### Exercise
Going through the entries below, tally the lines that hold the word "windshield" and state the result alone.

*** The input

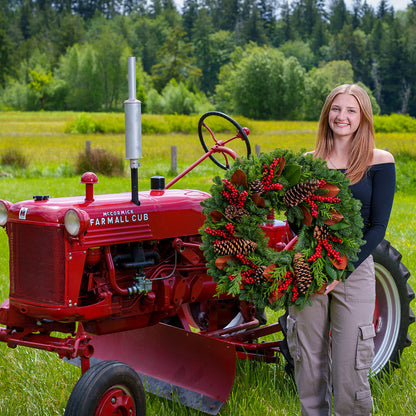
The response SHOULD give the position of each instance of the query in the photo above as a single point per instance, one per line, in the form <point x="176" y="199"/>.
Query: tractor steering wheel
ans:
<point x="241" y="134"/>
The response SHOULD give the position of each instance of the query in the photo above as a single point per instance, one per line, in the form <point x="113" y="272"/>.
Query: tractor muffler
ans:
<point x="133" y="130"/>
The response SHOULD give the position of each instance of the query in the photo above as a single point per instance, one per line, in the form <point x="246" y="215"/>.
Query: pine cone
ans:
<point x="256" y="187"/>
<point x="258" y="276"/>
<point x="232" y="247"/>
<point x="302" y="273"/>
<point x="235" y="213"/>
<point x="296" y="194"/>
<point x="321" y="232"/>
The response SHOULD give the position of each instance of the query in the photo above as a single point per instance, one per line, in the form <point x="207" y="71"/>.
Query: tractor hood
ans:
<point x="114" y="218"/>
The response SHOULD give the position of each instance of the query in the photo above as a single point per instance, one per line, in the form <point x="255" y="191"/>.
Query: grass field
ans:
<point x="35" y="383"/>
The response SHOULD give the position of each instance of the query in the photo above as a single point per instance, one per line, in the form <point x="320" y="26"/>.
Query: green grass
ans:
<point x="38" y="383"/>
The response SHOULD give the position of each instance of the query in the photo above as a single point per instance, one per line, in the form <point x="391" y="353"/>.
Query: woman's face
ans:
<point x="344" y="115"/>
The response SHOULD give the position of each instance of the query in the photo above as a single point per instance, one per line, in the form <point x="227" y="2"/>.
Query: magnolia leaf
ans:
<point x="307" y="217"/>
<point x="239" y="178"/>
<point x="332" y="274"/>
<point x="222" y="262"/>
<point x="217" y="216"/>
<point x="282" y="163"/>
<point x="268" y="272"/>
<point x="292" y="174"/>
<point x="340" y="265"/>
<point x="332" y="190"/>
<point x="339" y="225"/>
<point x="258" y="200"/>
<point x="336" y="217"/>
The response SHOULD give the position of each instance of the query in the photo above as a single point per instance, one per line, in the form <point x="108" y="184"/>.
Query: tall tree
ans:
<point x="175" y="60"/>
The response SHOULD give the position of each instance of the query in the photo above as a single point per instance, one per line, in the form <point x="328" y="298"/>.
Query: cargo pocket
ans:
<point x="363" y="403"/>
<point x="292" y="338"/>
<point x="365" y="347"/>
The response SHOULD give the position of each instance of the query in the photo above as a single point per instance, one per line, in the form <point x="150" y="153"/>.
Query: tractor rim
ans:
<point x="387" y="321"/>
<point x="116" y="401"/>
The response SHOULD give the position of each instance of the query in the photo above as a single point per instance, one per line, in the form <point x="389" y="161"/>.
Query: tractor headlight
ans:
<point x="4" y="207"/>
<point x="76" y="221"/>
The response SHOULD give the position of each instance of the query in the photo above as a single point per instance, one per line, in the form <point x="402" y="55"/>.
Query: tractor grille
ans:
<point x="37" y="266"/>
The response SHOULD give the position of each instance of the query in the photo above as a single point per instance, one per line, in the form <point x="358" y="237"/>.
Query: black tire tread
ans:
<point x="95" y="381"/>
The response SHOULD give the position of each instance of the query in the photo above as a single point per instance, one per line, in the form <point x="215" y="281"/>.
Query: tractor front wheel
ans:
<point x="107" y="388"/>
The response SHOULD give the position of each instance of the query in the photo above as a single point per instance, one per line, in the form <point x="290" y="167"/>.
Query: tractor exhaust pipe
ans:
<point x="133" y="130"/>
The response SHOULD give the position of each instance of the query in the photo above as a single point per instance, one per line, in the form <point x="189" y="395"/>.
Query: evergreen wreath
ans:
<point x="315" y="200"/>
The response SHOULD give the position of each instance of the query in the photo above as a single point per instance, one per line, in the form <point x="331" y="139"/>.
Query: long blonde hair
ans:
<point x="363" y="141"/>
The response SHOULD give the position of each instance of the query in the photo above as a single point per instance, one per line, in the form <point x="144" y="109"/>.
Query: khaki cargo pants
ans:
<point x="335" y="365"/>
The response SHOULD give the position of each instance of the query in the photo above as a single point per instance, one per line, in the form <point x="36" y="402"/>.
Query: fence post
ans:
<point x="173" y="158"/>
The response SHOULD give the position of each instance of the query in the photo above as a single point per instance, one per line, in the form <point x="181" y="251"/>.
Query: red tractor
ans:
<point x="122" y="278"/>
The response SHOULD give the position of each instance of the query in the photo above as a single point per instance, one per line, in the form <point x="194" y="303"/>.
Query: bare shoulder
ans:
<point x="382" y="156"/>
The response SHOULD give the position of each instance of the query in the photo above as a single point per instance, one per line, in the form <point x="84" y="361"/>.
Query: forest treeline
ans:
<point x="263" y="59"/>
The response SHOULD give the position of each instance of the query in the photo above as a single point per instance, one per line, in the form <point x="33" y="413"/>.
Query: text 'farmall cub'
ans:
<point x="123" y="276"/>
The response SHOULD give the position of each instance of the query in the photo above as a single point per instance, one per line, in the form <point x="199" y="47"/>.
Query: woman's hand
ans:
<point x="331" y="286"/>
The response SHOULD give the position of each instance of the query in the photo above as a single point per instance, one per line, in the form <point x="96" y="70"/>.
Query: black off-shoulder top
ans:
<point x="375" y="190"/>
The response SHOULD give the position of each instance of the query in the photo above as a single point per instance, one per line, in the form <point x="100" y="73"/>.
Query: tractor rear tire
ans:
<point x="392" y="315"/>
<point x="109" y="387"/>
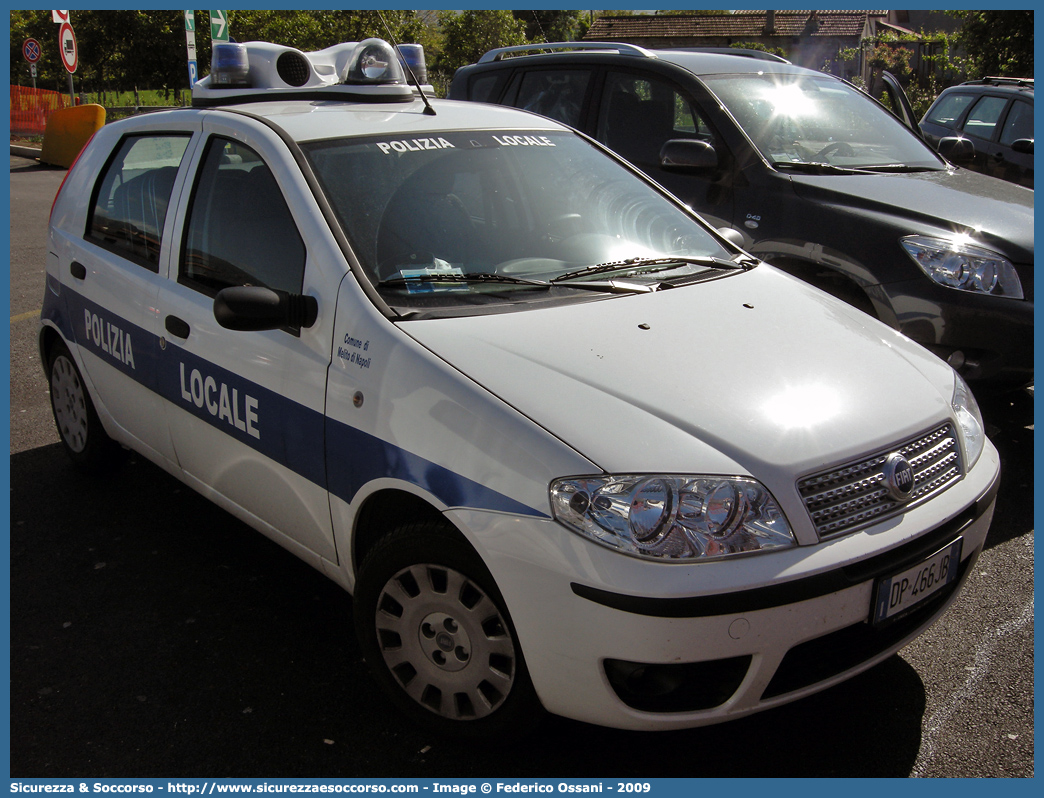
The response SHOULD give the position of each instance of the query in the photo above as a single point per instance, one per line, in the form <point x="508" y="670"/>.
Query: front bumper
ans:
<point x="602" y="651"/>
<point x="993" y="335"/>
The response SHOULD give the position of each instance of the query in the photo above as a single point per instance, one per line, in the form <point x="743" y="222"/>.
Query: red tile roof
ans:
<point x="788" y="23"/>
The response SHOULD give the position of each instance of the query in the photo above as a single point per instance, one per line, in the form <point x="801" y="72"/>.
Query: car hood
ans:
<point x="753" y="373"/>
<point x="995" y="212"/>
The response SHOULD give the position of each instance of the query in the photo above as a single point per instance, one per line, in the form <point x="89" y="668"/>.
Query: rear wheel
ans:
<point x="84" y="438"/>
<point x="436" y="634"/>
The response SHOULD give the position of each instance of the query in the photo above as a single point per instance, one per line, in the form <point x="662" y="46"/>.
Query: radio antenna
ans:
<point x="427" y="106"/>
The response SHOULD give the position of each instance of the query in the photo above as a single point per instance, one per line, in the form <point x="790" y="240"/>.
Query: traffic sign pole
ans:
<point x="69" y="53"/>
<point x="190" y="46"/>
<point x="219" y="26"/>
<point x="31" y="50"/>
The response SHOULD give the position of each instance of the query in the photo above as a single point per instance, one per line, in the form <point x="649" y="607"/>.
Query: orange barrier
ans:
<point x="29" y="109"/>
<point x="68" y="130"/>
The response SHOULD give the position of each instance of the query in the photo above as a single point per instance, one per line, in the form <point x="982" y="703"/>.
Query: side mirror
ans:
<point x="688" y="155"/>
<point x="956" y="148"/>
<point x="253" y="307"/>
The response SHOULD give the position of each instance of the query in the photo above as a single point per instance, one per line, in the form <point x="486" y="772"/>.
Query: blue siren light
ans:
<point x="374" y="63"/>
<point x="230" y="66"/>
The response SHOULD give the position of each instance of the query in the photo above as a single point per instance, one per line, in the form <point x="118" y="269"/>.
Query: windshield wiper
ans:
<point x="898" y="168"/>
<point x="650" y="265"/>
<point x="816" y="168"/>
<point x="452" y="277"/>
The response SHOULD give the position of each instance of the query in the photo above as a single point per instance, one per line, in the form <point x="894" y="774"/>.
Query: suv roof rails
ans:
<point x="998" y="80"/>
<point x="620" y="47"/>
<point x="735" y="51"/>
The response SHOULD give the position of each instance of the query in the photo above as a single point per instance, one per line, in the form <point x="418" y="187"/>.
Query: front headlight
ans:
<point x="672" y="517"/>
<point x="972" y="430"/>
<point x="965" y="266"/>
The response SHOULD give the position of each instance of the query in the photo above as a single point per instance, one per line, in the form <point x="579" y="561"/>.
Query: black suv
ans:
<point x="996" y="115"/>
<point x="816" y="178"/>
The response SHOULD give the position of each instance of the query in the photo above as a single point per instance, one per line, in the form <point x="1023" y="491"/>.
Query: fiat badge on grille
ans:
<point x="899" y="476"/>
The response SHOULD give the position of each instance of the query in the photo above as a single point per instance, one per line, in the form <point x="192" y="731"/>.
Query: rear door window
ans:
<point x="555" y="93"/>
<point x="640" y="113"/>
<point x="1019" y="123"/>
<point x="240" y="230"/>
<point x="983" y="117"/>
<point x="131" y="201"/>
<point x="949" y="109"/>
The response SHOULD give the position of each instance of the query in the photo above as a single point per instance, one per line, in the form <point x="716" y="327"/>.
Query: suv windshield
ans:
<point x="802" y="119"/>
<point x="468" y="217"/>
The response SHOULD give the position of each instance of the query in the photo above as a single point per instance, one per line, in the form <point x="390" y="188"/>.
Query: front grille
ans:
<point x="854" y="495"/>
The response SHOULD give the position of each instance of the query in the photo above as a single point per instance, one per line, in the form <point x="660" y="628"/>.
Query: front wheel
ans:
<point x="84" y="438"/>
<point x="435" y="632"/>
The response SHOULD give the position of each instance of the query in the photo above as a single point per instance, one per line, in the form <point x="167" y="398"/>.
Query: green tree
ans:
<point x="469" y="34"/>
<point x="553" y="26"/>
<point x="998" y="43"/>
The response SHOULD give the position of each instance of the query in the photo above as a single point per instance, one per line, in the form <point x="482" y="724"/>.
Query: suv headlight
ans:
<point x="970" y="420"/>
<point x="965" y="266"/>
<point x="672" y="517"/>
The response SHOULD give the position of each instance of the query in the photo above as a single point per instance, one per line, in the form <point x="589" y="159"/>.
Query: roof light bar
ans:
<point x="370" y="71"/>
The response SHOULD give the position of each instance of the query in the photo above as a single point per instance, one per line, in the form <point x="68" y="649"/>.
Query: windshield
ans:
<point x="803" y="119"/>
<point x="479" y="217"/>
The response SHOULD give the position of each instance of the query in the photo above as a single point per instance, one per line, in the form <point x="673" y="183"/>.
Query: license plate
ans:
<point x="901" y="591"/>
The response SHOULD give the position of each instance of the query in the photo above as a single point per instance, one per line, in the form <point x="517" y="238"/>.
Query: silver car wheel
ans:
<point x="445" y="641"/>
<point x="69" y="401"/>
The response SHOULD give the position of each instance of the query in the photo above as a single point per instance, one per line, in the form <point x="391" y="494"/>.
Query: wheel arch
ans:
<point x="385" y="510"/>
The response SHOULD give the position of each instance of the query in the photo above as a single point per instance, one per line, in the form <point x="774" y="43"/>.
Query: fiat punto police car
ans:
<point x="568" y="447"/>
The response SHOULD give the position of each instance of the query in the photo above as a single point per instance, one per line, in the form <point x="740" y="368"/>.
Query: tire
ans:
<point x="82" y="436"/>
<point x="435" y="633"/>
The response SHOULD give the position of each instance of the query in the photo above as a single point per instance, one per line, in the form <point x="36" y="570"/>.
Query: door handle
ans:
<point x="176" y="327"/>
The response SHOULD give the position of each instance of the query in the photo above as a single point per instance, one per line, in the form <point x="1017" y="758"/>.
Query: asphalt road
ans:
<point x="153" y="635"/>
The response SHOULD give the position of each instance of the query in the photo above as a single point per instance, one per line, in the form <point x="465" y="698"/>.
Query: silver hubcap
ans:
<point x="70" y="403"/>
<point x="445" y="641"/>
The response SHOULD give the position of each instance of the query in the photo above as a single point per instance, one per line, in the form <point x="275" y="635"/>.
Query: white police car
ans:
<point x="567" y="447"/>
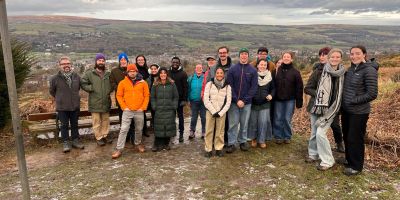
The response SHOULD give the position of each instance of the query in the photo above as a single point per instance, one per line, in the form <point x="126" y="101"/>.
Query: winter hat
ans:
<point x="123" y="55"/>
<point x="131" y="67"/>
<point x="243" y="50"/>
<point x="100" y="56"/>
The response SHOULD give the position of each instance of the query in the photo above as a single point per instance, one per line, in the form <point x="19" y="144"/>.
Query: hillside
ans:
<point x="78" y="34"/>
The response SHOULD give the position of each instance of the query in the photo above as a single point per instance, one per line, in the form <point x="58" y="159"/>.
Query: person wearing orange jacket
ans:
<point x="133" y="97"/>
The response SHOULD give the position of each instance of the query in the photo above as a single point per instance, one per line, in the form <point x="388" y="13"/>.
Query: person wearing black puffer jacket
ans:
<point x="360" y="88"/>
<point x="289" y="92"/>
<point x="180" y="78"/>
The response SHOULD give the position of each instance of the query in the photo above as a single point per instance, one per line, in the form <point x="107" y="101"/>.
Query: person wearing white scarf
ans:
<point x="326" y="107"/>
<point x="260" y="128"/>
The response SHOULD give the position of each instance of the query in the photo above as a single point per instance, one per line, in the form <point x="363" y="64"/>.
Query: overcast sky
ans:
<point x="267" y="12"/>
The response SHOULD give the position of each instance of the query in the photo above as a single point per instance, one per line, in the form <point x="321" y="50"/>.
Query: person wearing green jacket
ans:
<point x="97" y="83"/>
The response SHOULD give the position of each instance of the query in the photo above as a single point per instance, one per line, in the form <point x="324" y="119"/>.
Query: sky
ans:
<point x="265" y="12"/>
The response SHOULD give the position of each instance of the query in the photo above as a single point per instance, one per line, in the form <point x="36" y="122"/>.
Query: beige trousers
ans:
<point x="101" y="124"/>
<point x="219" y="125"/>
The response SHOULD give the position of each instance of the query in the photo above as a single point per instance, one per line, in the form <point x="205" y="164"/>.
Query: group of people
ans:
<point x="240" y="105"/>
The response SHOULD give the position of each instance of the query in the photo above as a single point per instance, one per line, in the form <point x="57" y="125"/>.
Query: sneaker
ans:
<point x="208" y="154"/>
<point x="244" y="146"/>
<point x="77" y="144"/>
<point x="340" y="147"/>
<point x="101" y="142"/>
<point x="230" y="149"/>
<point x="219" y="153"/>
<point x="108" y="139"/>
<point x="66" y="147"/>
<point x="278" y="141"/>
<point x="350" y="172"/>
<point x="263" y="146"/>
<point x="140" y="148"/>
<point x="191" y="135"/>
<point x="310" y="160"/>
<point x="254" y="143"/>
<point x="116" y="154"/>
<point x="322" y="168"/>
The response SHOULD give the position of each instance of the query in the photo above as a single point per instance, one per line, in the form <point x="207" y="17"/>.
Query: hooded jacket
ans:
<point x="360" y="87"/>
<point x="180" y="80"/>
<point x="243" y="79"/>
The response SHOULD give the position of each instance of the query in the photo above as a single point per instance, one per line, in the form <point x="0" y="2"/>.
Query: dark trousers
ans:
<point x="180" y="117"/>
<point x="66" y="118"/>
<point x="354" y="129"/>
<point x="337" y="131"/>
<point x="161" y="141"/>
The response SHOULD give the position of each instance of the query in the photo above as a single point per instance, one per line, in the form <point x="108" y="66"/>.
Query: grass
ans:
<point x="276" y="173"/>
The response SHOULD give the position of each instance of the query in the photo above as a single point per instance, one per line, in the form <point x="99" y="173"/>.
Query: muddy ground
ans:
<point x="278" y="172"/>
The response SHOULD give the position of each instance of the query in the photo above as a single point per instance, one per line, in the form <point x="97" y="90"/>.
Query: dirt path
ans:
<point x="279" y="172"/>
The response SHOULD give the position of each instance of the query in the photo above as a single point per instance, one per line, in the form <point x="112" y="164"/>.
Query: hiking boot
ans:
<point x="219" y="153"/>
<point x="101" y="142"/>
<point x="116" y="154"/>
<point x="342" y="161"/>
<point x="191" y="135"/>
<point x="244" y="146"/>
<point x="230" y="149"/>
<point x="108" y="139"/>
<point x="350" y="172"/>
<point x="278" y="141"/>
<point x="322" y="168"/>
<point x="208" y="154"/>
<point x="140" y="148"/>
<point x="340" y="147"/>
<point x="66" y="147"/>
<point x="254" y="143"/>
<point x="77" y="144"/>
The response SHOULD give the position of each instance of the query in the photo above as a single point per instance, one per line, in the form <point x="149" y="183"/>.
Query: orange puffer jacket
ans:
<point x="133" y="96"/>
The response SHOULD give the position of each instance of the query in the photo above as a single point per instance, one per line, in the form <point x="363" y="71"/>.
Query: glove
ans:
<point x="216" y="115"/>
<point x="183" y="103"/>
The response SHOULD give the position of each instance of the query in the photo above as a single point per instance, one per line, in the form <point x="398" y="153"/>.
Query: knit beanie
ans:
<point x="131" y="67"/>
<point x="123" y="55"/>
<point x="100" y="56"/>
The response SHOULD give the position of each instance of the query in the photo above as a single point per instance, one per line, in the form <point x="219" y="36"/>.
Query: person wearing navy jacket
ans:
<point x="242" y="78"/>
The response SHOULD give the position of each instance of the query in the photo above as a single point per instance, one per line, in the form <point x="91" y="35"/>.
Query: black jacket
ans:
<point x="360" y="88"/>
<point x="67" y="99"/>
<point x="263" y="92"/>
<point x="289" y="85"/>
<point x="180" y="79"/>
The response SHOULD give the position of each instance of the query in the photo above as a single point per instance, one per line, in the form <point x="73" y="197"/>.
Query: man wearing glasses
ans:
<point x="64" y="87"/>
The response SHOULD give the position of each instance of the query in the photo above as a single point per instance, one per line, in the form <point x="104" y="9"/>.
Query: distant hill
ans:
<point x="79" y="34"/>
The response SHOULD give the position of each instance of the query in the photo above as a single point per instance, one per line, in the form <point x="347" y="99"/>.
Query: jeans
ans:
<point x="283" y="113"/>
<point x="181" y="122"/>
<point x="66" y="118"/>
<point x="197" y="107"/>
<point x="260" y="127"/>
<point x="318" y="145"/>
<point x="127" y="117"/>
<point x="238" y="116"/>
<point x="354" y="129"/>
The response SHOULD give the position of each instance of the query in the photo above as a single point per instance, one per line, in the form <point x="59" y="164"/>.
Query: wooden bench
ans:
<point x="45" y="123"/>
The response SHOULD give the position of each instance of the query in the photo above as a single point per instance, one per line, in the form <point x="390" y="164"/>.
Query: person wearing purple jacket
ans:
<point x="243" y="79"/>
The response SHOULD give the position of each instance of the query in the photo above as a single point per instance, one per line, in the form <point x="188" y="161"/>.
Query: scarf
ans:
<point x="219" y="84"/>
<point x="68" y="78"/>
<point x="321" y="106"/>
<point x="264" y="78"/>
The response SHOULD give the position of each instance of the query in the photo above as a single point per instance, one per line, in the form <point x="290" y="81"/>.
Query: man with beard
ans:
<point x="117" y="75"/>
<point x="180" y="78"/>
<point x="97" y="83"/>
<point x="64" y="87"/>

******

### Result for this task
3